**Short problem 1:** In the scala tail recursion thread, about how fast is the method running?
**Short problem 2:** Revise the scala tail recursion thread starting at "One solution is" and ending at "is very quick.", with "quick" changed to "fast".

**Text shown:**
*-*-*

Understanding performance of a tailrec annotated recursive method in scala

Consider the following method - which has been verified to conform to the proper tail recursion :
#tailrec
def getBoundaries(grps: Seq[(BigDecimal, Int)], groupSize: Int, curSum: Int = 0, curOffs: Seq[BigDecimal] = Seq.empty[BigDecimal]): Seq[BigDecimal] = {
if (grps.isEmpty) curOffs
else {
val (id, cnt) = grps.head
val newSum = curSum + cnt.toInt
if (newSum%50==0) { println(s"id=$id newsum=$newSum") }
if (newSum >= groupSize) {
getBoundaries(grps.tail, groupSize, 0, curOffs :+ id) // r1
} else {
getBoundaries(grps.tail, groupSize, newSum, curOffs) // r2
}
}
}
This is running very slowly - about 75 loops per second. When I hit the stacktrace (a nice feature of Intellij) almost every time the line that is currently being invoked is the second tail-recursive call r2. That fact makes me suspicious of the purported "scala unwraps the recursive calls into a while loop". If the unwrapping were occurring then why are we seeing so much time in the invocations themselves?
Beyond having a properly structured tail recursive method are there other considerations to get a recursive routine have performance approaching a direct iteration?
The performance will depend on the underlying type of the Seq.
If it is List then the problem is appending (:+) to the List because this gets very slow with long lists because it has to scan the whole list to find the end.
One solution is to prepend to the list (+:) each time and then reverse at the end. This can give very significant performance improvements, because adding to the start of a list is very quick.
Other Seq types will have different performance characteristics, but you can convert to a List before the recursive call so that you know how it is going to perform.

*-*-*

**Data shown:**
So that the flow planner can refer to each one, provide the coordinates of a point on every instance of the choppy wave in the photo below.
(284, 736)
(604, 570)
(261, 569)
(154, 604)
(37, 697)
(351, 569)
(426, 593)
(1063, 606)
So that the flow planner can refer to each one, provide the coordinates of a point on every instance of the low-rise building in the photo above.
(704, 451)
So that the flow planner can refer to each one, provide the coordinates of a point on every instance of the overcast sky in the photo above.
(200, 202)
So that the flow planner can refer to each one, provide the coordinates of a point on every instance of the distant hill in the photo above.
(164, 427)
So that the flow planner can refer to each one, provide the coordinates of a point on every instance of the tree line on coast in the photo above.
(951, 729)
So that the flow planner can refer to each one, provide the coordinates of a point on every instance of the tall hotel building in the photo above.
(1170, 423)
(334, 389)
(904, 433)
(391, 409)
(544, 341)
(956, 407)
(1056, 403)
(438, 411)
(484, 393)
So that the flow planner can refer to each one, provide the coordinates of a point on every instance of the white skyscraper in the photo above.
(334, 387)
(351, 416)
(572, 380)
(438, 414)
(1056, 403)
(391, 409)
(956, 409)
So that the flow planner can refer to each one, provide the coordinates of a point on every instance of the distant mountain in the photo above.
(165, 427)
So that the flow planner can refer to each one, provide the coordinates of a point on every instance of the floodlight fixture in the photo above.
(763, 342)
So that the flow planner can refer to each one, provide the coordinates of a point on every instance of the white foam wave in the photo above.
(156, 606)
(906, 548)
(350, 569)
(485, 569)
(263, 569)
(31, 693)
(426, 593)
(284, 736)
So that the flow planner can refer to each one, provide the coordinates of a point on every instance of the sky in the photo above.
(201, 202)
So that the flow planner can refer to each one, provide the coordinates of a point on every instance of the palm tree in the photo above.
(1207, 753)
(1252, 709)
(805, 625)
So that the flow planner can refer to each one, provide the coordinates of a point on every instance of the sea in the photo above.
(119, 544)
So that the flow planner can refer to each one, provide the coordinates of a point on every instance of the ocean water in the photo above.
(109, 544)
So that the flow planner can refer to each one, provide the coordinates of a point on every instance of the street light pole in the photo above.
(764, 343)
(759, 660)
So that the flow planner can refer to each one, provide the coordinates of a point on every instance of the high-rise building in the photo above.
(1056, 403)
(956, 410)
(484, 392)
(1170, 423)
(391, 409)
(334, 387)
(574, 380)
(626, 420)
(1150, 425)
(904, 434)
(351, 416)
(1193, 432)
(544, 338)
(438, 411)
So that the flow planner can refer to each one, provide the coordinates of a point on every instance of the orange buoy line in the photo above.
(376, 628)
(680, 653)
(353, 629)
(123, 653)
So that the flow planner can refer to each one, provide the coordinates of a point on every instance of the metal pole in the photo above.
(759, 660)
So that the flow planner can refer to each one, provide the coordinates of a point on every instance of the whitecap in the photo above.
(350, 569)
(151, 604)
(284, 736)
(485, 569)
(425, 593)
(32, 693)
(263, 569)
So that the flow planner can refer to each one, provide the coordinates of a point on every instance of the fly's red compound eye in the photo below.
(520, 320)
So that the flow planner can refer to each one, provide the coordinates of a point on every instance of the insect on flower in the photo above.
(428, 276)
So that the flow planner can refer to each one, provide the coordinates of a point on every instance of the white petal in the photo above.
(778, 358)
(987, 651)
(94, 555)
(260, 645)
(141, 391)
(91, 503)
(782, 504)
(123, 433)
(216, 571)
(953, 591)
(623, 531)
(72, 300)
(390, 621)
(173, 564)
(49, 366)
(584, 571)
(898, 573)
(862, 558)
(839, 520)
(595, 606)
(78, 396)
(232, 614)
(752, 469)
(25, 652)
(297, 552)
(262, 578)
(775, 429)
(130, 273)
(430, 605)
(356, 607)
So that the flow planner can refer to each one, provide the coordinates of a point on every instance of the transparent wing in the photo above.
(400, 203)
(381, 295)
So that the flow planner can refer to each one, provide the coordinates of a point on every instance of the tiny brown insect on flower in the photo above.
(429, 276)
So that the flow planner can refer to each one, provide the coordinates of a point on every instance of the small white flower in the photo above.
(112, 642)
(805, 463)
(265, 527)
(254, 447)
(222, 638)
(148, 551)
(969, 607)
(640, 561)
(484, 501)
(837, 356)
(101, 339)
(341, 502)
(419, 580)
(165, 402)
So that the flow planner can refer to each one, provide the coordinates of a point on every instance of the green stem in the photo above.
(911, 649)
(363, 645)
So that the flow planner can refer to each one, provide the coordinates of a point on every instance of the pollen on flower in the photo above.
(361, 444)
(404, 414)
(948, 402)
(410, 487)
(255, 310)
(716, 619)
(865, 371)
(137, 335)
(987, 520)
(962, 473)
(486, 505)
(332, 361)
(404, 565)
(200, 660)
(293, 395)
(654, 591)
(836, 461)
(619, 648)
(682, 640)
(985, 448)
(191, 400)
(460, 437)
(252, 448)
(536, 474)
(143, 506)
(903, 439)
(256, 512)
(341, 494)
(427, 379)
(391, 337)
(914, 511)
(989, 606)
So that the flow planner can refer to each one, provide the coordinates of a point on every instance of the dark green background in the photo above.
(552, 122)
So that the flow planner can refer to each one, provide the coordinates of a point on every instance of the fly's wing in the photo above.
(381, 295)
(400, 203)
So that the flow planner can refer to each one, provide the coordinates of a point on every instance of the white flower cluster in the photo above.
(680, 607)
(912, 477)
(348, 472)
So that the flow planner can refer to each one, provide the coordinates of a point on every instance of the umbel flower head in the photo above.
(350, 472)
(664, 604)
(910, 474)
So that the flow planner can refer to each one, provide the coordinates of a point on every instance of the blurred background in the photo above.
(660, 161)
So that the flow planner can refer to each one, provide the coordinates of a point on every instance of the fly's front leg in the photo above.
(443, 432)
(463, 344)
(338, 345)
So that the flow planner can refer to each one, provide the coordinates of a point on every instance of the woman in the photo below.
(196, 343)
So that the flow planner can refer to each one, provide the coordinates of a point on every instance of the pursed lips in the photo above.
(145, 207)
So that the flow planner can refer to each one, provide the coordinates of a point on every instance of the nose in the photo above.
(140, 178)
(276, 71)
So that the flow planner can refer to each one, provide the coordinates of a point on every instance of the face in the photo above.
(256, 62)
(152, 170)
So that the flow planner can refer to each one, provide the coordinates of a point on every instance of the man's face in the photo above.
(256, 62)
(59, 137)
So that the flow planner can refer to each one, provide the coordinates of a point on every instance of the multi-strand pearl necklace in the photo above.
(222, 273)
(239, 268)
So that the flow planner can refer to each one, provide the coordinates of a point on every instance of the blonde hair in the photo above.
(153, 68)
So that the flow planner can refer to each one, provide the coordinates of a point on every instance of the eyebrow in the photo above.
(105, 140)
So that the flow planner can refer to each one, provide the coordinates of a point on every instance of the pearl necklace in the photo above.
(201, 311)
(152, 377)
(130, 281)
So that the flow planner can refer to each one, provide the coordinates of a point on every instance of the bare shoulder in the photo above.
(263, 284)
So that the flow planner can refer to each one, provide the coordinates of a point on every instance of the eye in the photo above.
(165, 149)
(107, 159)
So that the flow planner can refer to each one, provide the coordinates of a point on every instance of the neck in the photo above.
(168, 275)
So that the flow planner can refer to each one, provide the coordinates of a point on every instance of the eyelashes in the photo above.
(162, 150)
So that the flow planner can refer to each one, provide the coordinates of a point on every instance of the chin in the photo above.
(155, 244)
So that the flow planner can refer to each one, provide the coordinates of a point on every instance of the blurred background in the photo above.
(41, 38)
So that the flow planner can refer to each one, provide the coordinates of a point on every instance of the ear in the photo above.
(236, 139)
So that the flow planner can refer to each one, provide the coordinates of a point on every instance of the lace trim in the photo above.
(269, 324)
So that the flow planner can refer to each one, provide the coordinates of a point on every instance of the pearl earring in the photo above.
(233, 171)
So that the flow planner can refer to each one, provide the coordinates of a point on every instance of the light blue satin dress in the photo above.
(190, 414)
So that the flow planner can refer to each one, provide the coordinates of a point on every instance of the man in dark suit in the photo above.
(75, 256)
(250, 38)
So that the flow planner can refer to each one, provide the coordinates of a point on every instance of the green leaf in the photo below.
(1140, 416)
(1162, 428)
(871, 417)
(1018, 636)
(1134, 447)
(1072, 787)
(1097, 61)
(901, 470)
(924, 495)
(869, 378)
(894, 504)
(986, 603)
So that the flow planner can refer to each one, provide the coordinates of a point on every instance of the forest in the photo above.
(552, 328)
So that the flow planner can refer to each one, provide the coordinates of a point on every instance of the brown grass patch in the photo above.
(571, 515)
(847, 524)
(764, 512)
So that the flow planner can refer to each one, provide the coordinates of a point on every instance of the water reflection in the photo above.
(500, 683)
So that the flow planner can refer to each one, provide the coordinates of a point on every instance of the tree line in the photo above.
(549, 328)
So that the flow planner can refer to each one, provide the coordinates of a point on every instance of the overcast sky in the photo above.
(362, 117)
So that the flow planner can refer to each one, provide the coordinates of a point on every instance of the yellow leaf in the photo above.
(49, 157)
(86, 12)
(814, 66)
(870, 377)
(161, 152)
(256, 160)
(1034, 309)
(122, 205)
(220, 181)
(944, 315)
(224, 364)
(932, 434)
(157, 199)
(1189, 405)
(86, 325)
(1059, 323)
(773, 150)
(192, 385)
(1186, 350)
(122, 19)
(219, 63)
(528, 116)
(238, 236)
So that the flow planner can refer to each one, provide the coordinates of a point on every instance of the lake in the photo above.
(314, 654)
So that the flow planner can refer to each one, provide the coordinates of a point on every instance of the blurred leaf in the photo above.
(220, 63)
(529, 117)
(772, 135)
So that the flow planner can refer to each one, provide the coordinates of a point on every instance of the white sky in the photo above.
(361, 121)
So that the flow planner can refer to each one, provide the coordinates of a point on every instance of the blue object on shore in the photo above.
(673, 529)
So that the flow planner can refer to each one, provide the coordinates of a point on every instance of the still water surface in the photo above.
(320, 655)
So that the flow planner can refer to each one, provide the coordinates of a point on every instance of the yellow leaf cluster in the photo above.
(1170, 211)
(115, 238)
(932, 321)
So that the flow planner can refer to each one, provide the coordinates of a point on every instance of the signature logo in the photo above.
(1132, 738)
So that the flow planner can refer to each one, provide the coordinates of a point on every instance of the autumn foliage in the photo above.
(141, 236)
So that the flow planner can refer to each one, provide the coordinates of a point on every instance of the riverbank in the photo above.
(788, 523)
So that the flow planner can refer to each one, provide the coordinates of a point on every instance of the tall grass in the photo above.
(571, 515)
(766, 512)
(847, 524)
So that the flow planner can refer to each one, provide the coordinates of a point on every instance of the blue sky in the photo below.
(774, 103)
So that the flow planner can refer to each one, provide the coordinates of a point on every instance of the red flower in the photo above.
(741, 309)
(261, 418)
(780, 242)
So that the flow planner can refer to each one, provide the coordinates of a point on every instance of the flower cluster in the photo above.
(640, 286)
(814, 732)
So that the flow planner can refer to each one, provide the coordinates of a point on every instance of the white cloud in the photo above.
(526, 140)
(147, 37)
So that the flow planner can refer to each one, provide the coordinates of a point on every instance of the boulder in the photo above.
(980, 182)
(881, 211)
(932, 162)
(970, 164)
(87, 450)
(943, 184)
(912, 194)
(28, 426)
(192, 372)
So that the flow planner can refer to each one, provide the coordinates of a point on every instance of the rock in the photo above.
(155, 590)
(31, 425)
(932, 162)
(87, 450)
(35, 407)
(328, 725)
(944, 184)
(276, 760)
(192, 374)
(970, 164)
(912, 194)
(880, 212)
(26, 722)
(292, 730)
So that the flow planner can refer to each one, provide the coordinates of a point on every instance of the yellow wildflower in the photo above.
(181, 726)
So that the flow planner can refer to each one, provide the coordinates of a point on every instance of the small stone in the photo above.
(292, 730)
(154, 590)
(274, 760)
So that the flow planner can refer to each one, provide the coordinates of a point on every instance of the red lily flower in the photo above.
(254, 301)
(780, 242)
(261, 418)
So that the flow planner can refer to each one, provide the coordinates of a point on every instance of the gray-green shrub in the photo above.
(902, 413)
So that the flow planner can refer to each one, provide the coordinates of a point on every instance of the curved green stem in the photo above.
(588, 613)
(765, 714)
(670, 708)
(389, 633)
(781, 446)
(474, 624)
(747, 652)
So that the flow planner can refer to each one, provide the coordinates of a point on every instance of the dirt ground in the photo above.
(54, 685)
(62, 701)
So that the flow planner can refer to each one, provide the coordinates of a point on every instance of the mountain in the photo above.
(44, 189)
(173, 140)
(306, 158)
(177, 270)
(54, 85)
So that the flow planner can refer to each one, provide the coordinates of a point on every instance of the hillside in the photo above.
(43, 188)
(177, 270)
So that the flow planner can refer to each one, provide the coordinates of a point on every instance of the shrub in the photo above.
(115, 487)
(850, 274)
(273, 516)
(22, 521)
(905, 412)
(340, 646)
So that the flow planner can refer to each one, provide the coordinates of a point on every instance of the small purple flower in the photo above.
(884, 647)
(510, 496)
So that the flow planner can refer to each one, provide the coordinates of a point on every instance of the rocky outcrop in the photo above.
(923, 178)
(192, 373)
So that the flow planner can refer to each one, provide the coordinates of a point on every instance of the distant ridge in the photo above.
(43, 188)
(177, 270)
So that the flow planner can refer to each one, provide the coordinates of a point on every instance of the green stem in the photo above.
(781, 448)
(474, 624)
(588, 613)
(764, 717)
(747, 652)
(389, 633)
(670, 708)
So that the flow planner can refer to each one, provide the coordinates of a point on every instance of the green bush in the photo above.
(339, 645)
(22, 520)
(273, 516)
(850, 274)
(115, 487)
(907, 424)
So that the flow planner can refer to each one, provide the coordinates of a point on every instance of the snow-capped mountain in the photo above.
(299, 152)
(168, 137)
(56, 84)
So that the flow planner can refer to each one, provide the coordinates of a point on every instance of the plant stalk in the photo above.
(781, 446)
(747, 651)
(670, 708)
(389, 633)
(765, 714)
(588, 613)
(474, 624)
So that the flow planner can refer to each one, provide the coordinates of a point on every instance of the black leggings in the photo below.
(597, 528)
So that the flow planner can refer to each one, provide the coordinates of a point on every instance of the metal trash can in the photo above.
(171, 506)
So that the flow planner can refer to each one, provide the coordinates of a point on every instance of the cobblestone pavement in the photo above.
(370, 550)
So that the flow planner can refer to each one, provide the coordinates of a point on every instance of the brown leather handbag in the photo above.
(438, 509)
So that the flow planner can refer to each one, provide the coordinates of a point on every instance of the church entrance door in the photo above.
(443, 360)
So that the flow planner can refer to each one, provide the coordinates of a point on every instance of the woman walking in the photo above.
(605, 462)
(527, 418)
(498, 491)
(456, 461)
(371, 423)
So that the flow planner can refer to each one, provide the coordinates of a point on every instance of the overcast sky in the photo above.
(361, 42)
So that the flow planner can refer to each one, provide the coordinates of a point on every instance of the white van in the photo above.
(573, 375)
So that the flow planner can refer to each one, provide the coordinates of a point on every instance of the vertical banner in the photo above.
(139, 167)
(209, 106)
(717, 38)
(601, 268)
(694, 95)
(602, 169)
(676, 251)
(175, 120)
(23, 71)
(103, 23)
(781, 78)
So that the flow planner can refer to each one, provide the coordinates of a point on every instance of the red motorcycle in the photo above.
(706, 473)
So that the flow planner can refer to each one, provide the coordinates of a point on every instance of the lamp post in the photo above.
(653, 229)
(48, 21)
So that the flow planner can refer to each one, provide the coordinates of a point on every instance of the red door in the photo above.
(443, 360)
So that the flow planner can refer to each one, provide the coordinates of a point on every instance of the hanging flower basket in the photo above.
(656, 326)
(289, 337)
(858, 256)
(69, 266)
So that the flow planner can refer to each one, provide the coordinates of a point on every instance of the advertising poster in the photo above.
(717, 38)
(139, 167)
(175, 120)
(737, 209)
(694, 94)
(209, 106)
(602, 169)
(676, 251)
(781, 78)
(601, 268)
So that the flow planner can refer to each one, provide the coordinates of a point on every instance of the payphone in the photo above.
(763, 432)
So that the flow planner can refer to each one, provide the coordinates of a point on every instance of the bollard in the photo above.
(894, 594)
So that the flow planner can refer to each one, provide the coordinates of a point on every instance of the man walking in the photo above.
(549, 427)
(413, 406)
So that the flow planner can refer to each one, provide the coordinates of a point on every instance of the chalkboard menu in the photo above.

*-*-*

**Exercise result 1:** About 75 loops per second.

**Exercise result 2:**
One solution is to prepend to the list (+:) each time and then reverse at the end. This can give very significant performance improvements, because adding to the start of a list is very fast.